** EXERCISE PROMPT **
Extract a section of the passage on southern manners word for word, beginning at the words "These are not" and stopping after the words "say yes ma’am!".

** PASSAGE **
☆ ☆ ☆ ☆ ☆ ☆ ☆

The kind of manners that dictate you write a thank you note for a thoughtful gift. Manners that include inquiring about someone’s day and genuinely awaiting a response.

These are not things that are taught up here. I am alone. My children are weirdos because of it. My daughter was asked why she says yes ma’am and her response was, “Because my mom is from the south”. Her friend had never in her life heard anyone say yes ma’am!

I am counting down the years until I can return to the warmth of my beloved south. Once my youngest has graduated high school, I plan to convince my loving husband to return to the homeland of my birth. Maybe not Florida, but definitely closer to the Mason Dixon line.

I believe that we should think of others before we think of ourselves and that is really what southern manners are. We are putting someone else before us.

We don’t pull out in front of someone while driving because it would inconvenience the other driver, having to lift off the gas, and perhaps we would be in their way.

We don’t let doors drop on someone else. It’s just unkind. We give up our seats to the elderly, pregnant women, and anyone else who looks like they need to take a load off.

When grocery shopping at Publix, if someone is standing in the aisle looking at something, we don’t pop in front of them and grab what we need. No sir. We wait until that person is done and then move up to get what we want. It’s just common courtesy. We don’t think our schedule is any more important than the next guy’s.

We say Grace. In gatherings, at church, at restaurants. We just do. We appreciate the gifts the Lord has given us.

We always say thank you, please, yes ma’am, and no thank you. It’s polite.

A polite society is a nice society. In the south, we aren’t all rebel flags, racists, and rednecks. (Though, to be sure, that is a whole ‘nother blog post)

☆ ☆ ☆ ☆ ☆ ☆ ☆

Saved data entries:
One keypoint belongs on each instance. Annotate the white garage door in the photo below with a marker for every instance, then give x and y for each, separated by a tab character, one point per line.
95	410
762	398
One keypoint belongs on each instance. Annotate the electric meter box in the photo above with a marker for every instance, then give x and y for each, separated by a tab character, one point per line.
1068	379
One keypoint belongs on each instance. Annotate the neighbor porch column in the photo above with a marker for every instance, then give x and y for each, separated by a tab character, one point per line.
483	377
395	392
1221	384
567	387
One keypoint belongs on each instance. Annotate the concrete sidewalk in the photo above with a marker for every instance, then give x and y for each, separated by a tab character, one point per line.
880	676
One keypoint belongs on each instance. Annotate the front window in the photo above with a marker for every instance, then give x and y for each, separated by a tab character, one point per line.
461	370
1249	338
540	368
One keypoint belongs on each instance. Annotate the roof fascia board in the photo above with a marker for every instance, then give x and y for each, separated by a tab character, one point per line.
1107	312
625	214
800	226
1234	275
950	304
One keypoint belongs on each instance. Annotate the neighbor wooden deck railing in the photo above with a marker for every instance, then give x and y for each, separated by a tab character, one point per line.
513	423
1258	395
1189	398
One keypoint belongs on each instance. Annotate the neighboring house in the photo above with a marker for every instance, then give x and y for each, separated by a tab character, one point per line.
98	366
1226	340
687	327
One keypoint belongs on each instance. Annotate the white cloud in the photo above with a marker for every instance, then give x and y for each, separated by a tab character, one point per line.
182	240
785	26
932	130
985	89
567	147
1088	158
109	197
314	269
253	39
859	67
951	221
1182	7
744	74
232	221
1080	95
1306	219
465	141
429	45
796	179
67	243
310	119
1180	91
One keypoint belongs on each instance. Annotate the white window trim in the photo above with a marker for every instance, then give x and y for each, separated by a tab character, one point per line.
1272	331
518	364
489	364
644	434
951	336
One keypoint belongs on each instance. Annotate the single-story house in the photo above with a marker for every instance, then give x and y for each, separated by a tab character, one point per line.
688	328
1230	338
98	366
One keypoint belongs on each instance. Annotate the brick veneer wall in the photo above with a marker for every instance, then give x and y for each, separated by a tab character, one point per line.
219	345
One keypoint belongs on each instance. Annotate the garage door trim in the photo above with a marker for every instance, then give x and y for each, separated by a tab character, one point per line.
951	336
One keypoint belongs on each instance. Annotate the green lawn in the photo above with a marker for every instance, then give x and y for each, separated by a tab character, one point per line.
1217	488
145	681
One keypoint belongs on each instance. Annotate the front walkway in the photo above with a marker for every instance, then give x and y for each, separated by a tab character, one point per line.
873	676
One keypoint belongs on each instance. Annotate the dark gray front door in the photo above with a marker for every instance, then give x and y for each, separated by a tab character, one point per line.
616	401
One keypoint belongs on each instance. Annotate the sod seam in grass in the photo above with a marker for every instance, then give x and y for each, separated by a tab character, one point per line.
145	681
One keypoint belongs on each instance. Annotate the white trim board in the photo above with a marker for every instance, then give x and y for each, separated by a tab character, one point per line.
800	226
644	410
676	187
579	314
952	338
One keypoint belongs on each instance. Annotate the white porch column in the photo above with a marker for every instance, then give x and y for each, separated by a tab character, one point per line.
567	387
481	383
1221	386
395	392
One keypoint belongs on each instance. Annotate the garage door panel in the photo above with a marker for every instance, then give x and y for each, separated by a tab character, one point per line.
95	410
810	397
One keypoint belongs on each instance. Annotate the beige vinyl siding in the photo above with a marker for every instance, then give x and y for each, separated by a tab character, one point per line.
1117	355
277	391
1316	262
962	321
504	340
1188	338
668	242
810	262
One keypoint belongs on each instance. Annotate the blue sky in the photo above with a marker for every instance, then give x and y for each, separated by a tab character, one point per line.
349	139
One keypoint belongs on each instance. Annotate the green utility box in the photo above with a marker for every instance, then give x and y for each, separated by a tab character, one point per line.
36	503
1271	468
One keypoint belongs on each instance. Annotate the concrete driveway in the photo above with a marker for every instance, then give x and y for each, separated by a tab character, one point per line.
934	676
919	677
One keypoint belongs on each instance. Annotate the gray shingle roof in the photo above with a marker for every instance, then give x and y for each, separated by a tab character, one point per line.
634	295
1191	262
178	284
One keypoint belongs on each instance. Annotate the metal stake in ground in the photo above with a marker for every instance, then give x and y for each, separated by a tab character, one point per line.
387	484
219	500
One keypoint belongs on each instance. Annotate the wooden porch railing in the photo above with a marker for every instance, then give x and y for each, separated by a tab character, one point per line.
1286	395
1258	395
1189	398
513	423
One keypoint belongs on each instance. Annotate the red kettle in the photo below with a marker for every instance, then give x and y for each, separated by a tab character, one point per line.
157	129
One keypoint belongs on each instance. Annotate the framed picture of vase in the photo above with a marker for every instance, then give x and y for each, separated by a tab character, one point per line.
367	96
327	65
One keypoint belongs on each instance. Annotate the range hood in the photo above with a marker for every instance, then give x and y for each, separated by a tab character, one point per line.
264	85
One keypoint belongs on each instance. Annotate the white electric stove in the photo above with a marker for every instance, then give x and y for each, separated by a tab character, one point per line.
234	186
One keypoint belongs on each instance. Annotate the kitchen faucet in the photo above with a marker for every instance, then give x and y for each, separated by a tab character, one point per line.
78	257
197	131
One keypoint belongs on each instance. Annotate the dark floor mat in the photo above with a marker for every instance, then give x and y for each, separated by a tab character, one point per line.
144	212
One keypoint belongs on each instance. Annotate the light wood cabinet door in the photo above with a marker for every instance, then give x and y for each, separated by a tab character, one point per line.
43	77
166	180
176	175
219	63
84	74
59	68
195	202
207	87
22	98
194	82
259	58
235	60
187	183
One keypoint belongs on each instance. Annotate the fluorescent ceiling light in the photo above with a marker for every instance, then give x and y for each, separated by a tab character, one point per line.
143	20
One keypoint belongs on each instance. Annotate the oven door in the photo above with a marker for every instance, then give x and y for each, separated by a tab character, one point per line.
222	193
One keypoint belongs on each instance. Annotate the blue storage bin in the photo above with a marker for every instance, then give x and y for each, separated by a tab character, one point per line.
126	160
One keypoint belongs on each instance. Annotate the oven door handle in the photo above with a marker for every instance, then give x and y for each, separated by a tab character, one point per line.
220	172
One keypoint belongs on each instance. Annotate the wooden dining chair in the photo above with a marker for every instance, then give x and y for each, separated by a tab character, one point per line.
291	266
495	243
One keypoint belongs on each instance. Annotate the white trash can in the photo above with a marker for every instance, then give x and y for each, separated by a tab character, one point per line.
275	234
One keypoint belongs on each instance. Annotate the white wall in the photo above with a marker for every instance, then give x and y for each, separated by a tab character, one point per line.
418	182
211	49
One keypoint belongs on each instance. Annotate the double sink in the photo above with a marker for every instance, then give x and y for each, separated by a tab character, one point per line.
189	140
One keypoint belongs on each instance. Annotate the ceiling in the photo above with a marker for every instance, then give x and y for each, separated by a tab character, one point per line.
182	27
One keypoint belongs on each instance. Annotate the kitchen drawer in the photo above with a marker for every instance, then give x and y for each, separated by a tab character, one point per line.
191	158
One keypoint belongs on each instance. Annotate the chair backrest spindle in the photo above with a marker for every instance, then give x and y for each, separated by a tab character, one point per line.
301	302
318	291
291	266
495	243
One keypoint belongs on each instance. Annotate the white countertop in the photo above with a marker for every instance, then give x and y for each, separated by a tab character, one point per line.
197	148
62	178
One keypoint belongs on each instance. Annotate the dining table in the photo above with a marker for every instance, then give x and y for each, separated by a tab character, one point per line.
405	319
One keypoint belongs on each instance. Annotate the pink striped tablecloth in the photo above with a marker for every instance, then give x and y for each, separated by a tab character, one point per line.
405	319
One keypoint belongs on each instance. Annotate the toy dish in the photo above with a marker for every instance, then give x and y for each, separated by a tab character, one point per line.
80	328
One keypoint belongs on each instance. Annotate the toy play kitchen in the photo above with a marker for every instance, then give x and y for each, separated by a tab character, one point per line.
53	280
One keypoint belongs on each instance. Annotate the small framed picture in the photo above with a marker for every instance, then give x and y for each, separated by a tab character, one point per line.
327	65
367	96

☆ ☆ ☆ ☆ ☆ ☆ ☆

** EXERCISE SOLUTION **
These are not things that are taught up here. I am alone. My children are weirdos because of it. My daughter was asked why she says yes ma’am and her response was, “Because my mom is from the south”. Her friend had never in her life heard anyone say yes ma’am!